[DATASET EXCERPTS]
BEGIN
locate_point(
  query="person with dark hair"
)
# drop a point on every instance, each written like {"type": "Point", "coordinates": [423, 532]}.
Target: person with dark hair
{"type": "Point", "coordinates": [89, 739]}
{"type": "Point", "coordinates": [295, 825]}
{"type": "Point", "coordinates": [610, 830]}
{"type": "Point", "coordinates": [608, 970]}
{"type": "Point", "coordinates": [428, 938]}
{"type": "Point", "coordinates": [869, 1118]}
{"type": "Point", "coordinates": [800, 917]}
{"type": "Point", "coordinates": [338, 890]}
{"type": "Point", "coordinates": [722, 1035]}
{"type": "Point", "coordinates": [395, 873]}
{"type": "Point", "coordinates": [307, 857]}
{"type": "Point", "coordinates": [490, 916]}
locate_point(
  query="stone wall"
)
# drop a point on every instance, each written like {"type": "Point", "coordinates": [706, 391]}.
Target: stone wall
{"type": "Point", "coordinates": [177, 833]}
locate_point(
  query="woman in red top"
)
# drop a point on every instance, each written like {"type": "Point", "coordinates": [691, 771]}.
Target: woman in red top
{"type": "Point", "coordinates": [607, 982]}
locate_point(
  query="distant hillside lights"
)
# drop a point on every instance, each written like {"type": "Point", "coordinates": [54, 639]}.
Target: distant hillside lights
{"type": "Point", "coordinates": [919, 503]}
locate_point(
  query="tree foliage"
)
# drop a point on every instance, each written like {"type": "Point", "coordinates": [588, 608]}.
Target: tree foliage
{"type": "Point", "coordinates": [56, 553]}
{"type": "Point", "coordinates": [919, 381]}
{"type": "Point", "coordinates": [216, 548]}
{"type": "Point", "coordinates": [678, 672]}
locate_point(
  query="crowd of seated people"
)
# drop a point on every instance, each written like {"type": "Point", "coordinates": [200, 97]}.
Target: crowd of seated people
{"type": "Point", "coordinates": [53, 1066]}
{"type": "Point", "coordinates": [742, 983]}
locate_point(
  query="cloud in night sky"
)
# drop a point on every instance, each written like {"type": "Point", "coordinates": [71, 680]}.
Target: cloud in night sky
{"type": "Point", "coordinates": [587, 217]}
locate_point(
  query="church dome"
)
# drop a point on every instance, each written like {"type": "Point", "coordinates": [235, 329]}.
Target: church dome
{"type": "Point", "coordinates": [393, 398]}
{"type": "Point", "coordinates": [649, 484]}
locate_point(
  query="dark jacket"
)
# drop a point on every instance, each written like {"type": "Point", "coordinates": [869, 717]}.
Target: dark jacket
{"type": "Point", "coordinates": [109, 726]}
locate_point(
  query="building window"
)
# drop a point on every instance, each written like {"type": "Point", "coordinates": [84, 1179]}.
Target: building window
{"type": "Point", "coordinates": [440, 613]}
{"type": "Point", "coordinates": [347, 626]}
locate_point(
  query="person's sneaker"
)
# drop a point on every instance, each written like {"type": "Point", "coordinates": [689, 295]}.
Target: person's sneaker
END
[PROBLEM REQUIREMENTS] All of the entries above must be quoted exactly.

[COMPLETE ANSWER]
locate_point(
  query="person with dark hair"
)
# drop a point on every instance, each written like {"type": "Point", "coordinates": [423, 532]}.
Target: person with dark hair
{"type": "Point", "coordinates": [89, 739]}
{"type": "Point", "coordinates": [295, 825]}
{"type": "Point", "coordinates": [610, 830]}
{"type": "Point", "coordinates": [608, 970]}
{"type": "Point", "coordinates": [428, 938]}
{"type": "Point", "coordinates": [869, 1118]}
{"type": "Point", "coordinates": [800, 917]}
{"type": "Point", "coordinates": [338, 890]}
{"type": "Point", "coordinates": [722, 1035]}
{"type": "Point", "coordinates": [395, 873]}
{"type": "Point", "coordinates": [307, 857]}
{"type": "Point", "coordinates": [490, 916]}
locate_point(
  query="stone wall"
)
# drop a point on every instance, each written like {"type": "Point", "coordinates": [706, 391]}.
Target: stone wall
{"type": "Point", "coordinates": [177, 833]}
locate_point(
  query="woman in red top"
)
# drop a point on every instance, each written like {"type": "Point", "coordinates": [691, 771]}.
Target: woman in red top
{"type": "Point", "coordinates": [607, 982]}
locate_point(
  query="distant hillside lights"
)
# drop a point on every instance, each written like {"type": "Point", "coordinates": [54, 639]}.
Target: distant hillside lights
{"type": "Point", "coordinates": [919, 503]}
locate_point(
  query="tree foliage"
)
# drop a point on every instance, each written like {"type": "Point", "coordinates": [588, 608]}.
Target: tree foliage
{"type": "Point", "coordinates": [56, 553]}
{"type": "Point", "coordinates": [919, 381]}
{"type": "Point", "coordinates": [216, 548]}
{"type": "Point", "coordinates": [678, 672]}
locate_point(
  query="crowd of seated people"
)
# drop a point on every instance, each written like {"type": "Point", "coordinates": [200, 97]}.
Target: crowd of seated people
{"type": "Point", "coordinates": [53, 1066]}
{"type": "Point", "coordinates": [742, 983]}
locate_point(
  query="cloud in night sky"
)
# drop a point on every instance, each written like {"type": "Point", "coordinates": [71, 680]}.
Target: cloud in night sky
{"type": "Point", "coordinates": [587, 217]}
locate_point(
  query="church dome"
)
# drop a point on every instance, each written like {"type": "Point", "coordinates": [235, 329]}.
Target: church dome
{"type": "Point", "coordinates": [393, 398]}
{"type": "Point", "coordinates": [649, 484]}
locate_point(
  query="dark jacket"
)
# drop a point on every instance, each written like {"type": "Point", "coordinates": [869, 717]}.
Target: dark jacket
{"type": "Point", "coordinates": [109, 726]}
locate_point(
  query="building window"
)
# drop a point on every instance, each written like {"type": "Point", "coordinates": [84, 1179]}.
Target: building window
{"type": "Point", "coordinates": [440, 613]}
{"type": "Point", "coordinates": [347, 626]}
locate_point(
  query="person's sneaker"
)
# drop a point on every instance, each written like {"type": "Point", "coordinates": [689, 295]}.
Target: person's sneaker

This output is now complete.